- Task item
Which lines run from the one containing "Target: red advertising banner" through the end of the entries? Restate them word for word, and only those.

___ Source material

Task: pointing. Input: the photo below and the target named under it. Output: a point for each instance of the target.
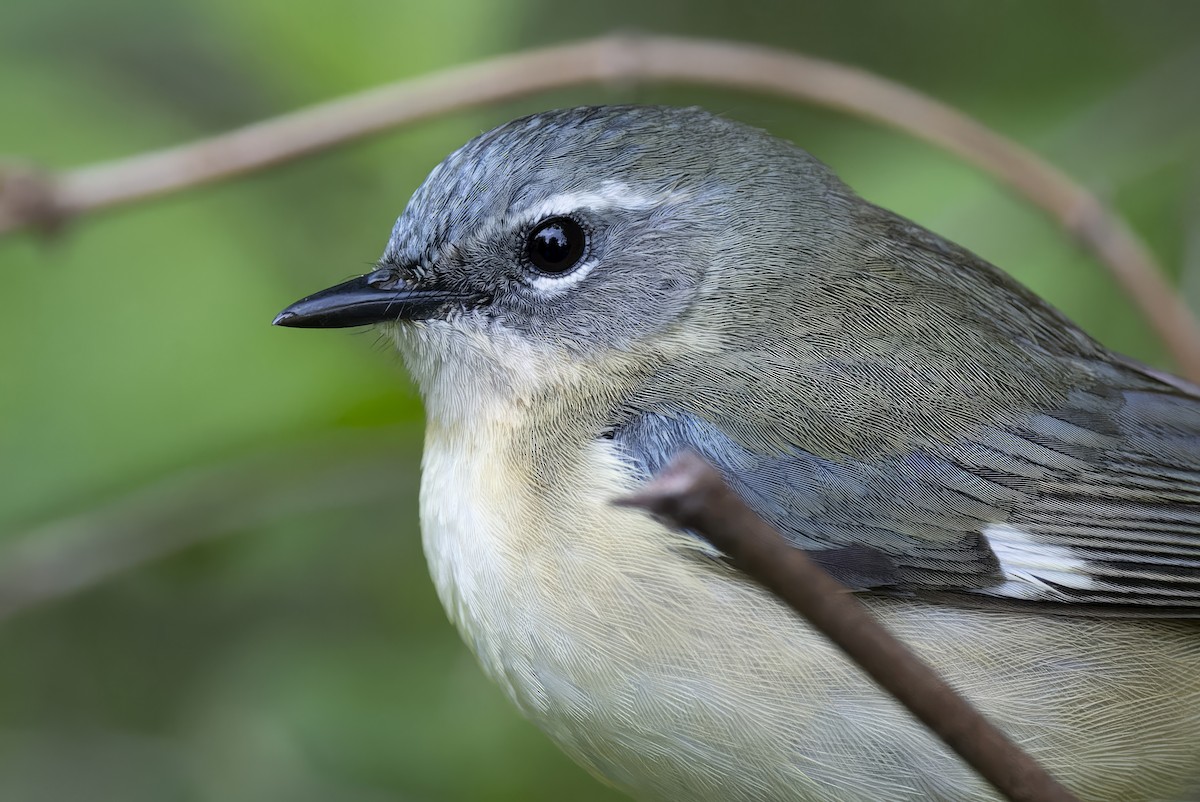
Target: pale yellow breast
(675, 678)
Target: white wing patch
(1035, 569)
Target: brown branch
(691, 495)
(49, 201)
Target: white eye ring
(551, 283)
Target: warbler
(581, 294)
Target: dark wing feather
(1092, 506)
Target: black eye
(556, 244)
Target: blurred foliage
(276, 636)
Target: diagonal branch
(691, 495)
(30, 199)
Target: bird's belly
(675, 678)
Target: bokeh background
(211, 585)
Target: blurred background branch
(208, 528)
(48, 202)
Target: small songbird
(581, 294)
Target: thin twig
(691, 495)
(625, 60)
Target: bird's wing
(1093, 506)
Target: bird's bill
(378, 297)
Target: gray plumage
(582, 293)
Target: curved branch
(691, 495)
(28, 199)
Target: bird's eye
(556, 245)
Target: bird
(581, 294)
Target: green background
(210, 572)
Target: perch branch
(693, 496)
(28, 198)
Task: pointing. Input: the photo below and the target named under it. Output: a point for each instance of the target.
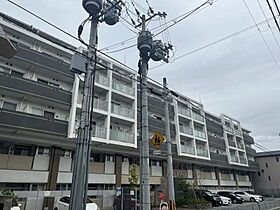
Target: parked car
(128, 201)
(225, 200)
(214, 199)
(249, 197)
(234, 198)
(62, 203)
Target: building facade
(267, 179)
(40, 106)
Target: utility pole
(157, 51)
(110, 15)
(171, 193)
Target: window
(9, 106)
(49, 115)
(43, 151)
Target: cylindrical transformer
(158, 53)
(93, 7)
(112, 14)
(145, 42)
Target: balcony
(125, 111)
(126, 137)
(243, 160)
(187, 149)
(99, 132)
(184, 111)
(198, 117)
(234, 159)
(186, 130)
(32, 122)
(240, 146)
(231, 143)
(100, 104)
(200, 134)
(202, 152)
(117, 85)
(102, 79)
(32, 88)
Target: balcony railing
(202, 152)
(243, 160)
(102, 79)
(100, 104)
(184, 111)
(99, 132)
(123, 111)
(200, 134)
(123, 88)
(186, 130)
(240, 146)
(231, 143)
(234, 159)
(188, 149)
(198, 117)
(121, 136)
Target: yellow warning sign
(157, 139)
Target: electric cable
(215, 42)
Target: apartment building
(267, 179)
(40, 106)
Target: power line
(215, 42)
(267, 1)
(174, 20)
(268, 24)
(262, 34)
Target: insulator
(93, 7)
(145, 42)
(158, 52)
(112, 14)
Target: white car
(225, 200)
(63, 204)
(249, 197)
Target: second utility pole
(171, 193)
(145, 185)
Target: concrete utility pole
(144, 54)
(110, 15)
(157, 51)
(171, 193)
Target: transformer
(112, 14)
(158, 51)
(93, 7)
(145, 42)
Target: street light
(7, 49)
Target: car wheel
(252, 199)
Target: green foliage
(185, 195)
(133, 178)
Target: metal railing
(184, 111)
(200, 134)
(99, 132)
(100, 104)
(125, 111)
(202, 152)
(102, 79)
(186, 130)
(123, 88)
(198, 117)
(121, 136)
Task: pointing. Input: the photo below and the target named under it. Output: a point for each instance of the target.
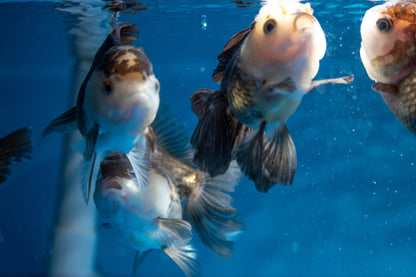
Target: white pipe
(74, 233)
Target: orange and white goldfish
(14, 148)
(264, 71)
(117, 100)
(388, 53)
(176, 197)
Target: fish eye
(385, 24)
(107, 88)
(269, 26)
(157, 86)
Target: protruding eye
(269, 26)
(107, 88)
(157, 86)
(385, 24)
(304, 21)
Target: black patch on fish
(172, 136)
(122, 34)
(115, 62)
(229, 51)
(115, 164)
(212, 138)
(90, 141)
(14, 148)
(287, 85)
(66, 122)
(268, 161)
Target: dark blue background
(350, 212)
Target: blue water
(351, 210)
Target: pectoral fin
(13, 148)
(172, 136)
(385, 88)
(90, 141)
(213, 137)
(176, 232)
(232, 46)
(268, 160)
(185, 257)
(138, 260)
(139, 158)
(66, 122)
(341, 80)
(211, 213)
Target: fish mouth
(303, 21)
(113, 185)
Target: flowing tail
(210, 212)
(215, 134)
(268, 160)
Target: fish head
(285, 30)
(388, 41)
(122, 94)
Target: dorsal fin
(172, 136)
(122, 34)
(228, 52)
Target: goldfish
(117, 100)
(14, 148)
(177, 198)
(264, 72)
(388, 53)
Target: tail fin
(211, 214)
(268, 161)
(185, 257)
(139, 158)
(177, 234)
(13, 148)
(212, 138)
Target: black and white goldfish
(388, 53)
(264, 71)
(117, 100)
(176, 197)
(14, 148)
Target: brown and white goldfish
(388, 53)
(117, 100)
(264, 71)
(14, 148)
(176, 198)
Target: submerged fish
(176, 198)
(14, 148)
(388, 52)
(117, 100)
(264, 72)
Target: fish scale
(242, 101)
(403, 104)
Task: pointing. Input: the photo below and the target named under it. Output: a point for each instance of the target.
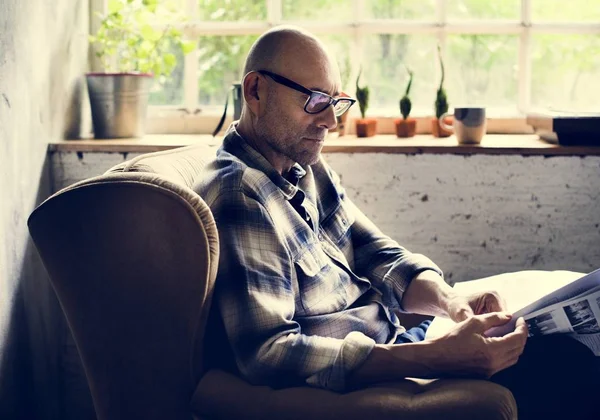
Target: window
(512, 56)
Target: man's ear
(255, 92)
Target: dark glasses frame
(331, 101)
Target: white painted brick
(474, 215)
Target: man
(308, 288)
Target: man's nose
(328, 119)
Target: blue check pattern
(302, 302)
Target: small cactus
(405, 104)
(362, 95)
(441, 100)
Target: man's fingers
(489, 301)
(464, 313)
(484, 322)
(515, 339)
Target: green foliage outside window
(480, 68)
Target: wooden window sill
(492, 144)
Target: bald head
(287, 49)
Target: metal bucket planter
(119, 102)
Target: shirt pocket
(319, 283)
(337, 226)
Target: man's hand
(465, 351)
(462, 307)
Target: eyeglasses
(317, 101)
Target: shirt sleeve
(389, 266)
(256, 298)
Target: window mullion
(525, 60)
(190, 71)
(358, 44)
(274, 12)
(101, 7)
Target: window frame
(191, 117)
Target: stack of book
(567, 129)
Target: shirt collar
(235, 144)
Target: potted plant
(441, 105)
(132, 52)
(405, 126)
(365, 127)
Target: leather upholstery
(133, 255)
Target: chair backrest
(132, 256)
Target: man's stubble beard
(274, 130)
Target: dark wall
(43, 56)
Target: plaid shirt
(302, 299)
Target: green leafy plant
(138, 36)
(441, 100)
(405, 103)
(362, 95)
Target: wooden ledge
(492, 144)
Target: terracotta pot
(366, 127)
(438, 131)
(405, 127)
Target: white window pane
(339, 47)
(482, 70)
(407, 9)
(322, 10)
(168, 90)
(384, 73)
(566, 72)
(221, 64)
(562, 11)
(483, 9)
(232, 10)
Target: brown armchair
(132, 256)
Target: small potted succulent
(441, 105)
(132, 51)
(365, 127)
(405, 126)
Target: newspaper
(573, 309)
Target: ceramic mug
(469, 124)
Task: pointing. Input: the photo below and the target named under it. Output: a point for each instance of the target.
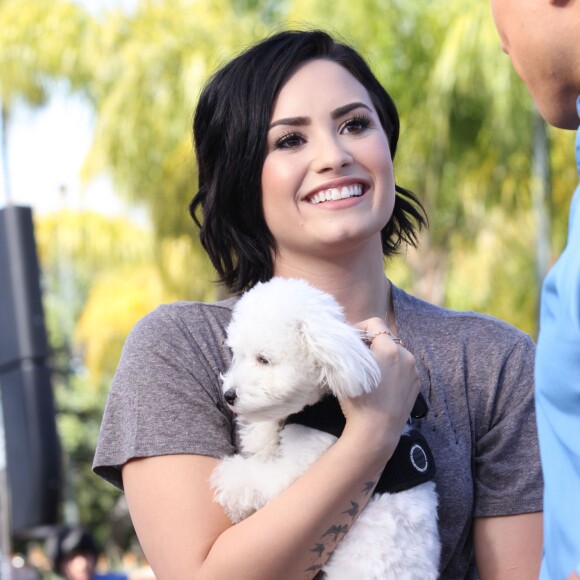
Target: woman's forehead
(319, 84)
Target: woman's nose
(331, 154)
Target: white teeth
(335, 193)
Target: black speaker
(31, 441)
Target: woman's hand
(381, 414)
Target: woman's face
(327, 180)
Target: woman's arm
(185, 534)
(508, 547)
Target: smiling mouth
(336, 193)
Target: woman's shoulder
(186, 318)
(428, 322)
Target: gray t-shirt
(476, 375)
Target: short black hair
(230, 129)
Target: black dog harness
(412, 462)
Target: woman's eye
(356, 125)
(289, 141)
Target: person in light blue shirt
(542, 38)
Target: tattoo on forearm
(323, 550)
(335, 531)
(369, 486)
(353, 511)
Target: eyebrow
(336, 114)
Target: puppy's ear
(346, 364)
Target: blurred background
(96, 102)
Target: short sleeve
(507, 471)
(165, 397)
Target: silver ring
(368, 340)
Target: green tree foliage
(466, 144)
(99, 278)
(40, 42)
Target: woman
(295, 140)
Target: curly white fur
(291, 345)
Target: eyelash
(284, 142)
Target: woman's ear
(345, 363)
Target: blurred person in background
(74, 554)
(542, 38)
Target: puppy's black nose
(230, 396)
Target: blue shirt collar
(578, 139)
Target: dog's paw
(234, 488)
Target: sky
(46, 149)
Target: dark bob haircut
(230, 131)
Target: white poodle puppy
(291, 346)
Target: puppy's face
(272, 374)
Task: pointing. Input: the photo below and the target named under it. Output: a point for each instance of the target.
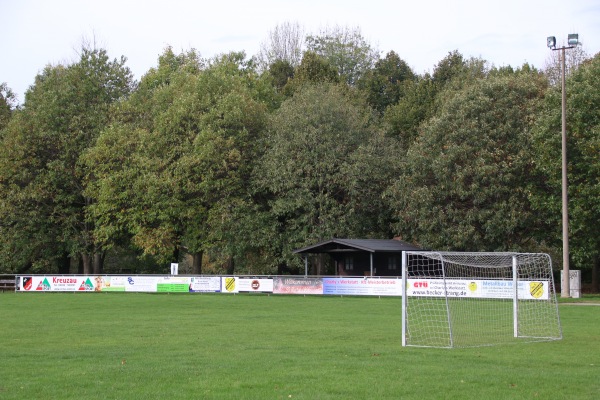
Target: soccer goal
(477, 299)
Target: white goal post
(453, 299)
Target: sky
(35, 33)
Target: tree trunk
(197, 263)
(87, 264)
(64, 264)
(595, 272)
(230, 266)
(98, 262)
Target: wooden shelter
(361, 257)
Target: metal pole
(565, 289)
(515, 298)
(404, 297)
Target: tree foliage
(40, 173)
(235, 162)
(346, 50)
(322, 168)
(163, 173)
(464, 182)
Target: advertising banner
(229, 284)
(173, 284)
(487, 289)
(363, 286)
(262, 285)
(355, 286)
(297, 285)
(56, 283)
(205, 284)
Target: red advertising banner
(297, 285)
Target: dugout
(356, 257)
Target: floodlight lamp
(573, 39)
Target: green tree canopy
(323, 169)
(41, 177)
(464, 182)
(346, 50)
(164, 172)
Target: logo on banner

______

- Response area
Target: red advertising banner
(297, 285)
Target: dugout
(356, 257)
Target: floodlight lamp
(573, 39)
Target: green tree canopy
(323, 169)
(41, 177)
(464, 182)
(346, 50)
(164, 172)
Target: logo on banner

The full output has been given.